* Begin *

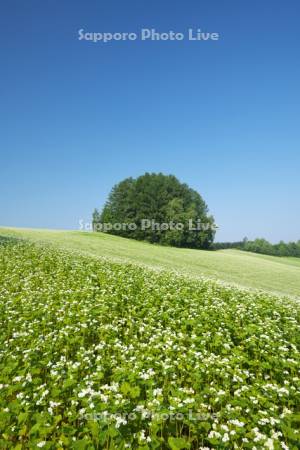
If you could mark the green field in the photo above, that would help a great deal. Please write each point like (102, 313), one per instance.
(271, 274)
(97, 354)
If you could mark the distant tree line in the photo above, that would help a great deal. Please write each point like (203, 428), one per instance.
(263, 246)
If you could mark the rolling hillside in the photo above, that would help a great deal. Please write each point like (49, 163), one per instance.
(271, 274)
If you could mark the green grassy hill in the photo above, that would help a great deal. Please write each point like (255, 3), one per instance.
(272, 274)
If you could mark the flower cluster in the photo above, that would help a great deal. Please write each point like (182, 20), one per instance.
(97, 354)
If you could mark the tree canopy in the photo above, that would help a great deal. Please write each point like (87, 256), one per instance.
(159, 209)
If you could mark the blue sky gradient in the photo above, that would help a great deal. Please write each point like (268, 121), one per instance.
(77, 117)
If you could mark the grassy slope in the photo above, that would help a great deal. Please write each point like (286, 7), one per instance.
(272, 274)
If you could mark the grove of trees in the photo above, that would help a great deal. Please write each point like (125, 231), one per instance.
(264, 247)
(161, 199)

* End *
* Begin *

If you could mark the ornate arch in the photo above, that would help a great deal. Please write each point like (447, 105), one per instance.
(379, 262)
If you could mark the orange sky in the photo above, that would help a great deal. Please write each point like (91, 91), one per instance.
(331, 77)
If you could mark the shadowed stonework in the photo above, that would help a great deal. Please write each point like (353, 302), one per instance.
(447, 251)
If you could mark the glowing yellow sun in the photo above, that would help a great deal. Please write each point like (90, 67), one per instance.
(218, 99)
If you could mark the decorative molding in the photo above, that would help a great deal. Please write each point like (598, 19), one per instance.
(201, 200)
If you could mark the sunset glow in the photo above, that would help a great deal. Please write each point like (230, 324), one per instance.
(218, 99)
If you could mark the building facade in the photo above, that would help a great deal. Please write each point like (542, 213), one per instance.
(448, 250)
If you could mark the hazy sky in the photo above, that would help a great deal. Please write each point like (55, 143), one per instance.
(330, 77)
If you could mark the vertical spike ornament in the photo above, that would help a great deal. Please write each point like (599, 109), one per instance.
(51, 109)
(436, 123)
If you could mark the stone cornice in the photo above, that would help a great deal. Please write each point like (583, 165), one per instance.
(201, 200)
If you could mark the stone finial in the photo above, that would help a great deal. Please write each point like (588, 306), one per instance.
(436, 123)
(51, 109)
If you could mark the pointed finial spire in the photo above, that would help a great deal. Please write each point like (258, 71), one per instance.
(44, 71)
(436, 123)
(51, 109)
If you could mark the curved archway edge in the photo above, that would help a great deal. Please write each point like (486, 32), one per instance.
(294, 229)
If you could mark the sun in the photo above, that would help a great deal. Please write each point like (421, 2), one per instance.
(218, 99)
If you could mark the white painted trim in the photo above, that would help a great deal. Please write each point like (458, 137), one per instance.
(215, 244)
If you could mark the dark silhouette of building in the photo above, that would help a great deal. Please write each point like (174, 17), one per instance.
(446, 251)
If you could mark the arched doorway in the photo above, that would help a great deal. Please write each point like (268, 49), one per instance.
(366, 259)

* End *

__Work to do__
State the number of lines in the entries that contain the word "finial". Reply with the number alone.

__Answer for this exercise__
2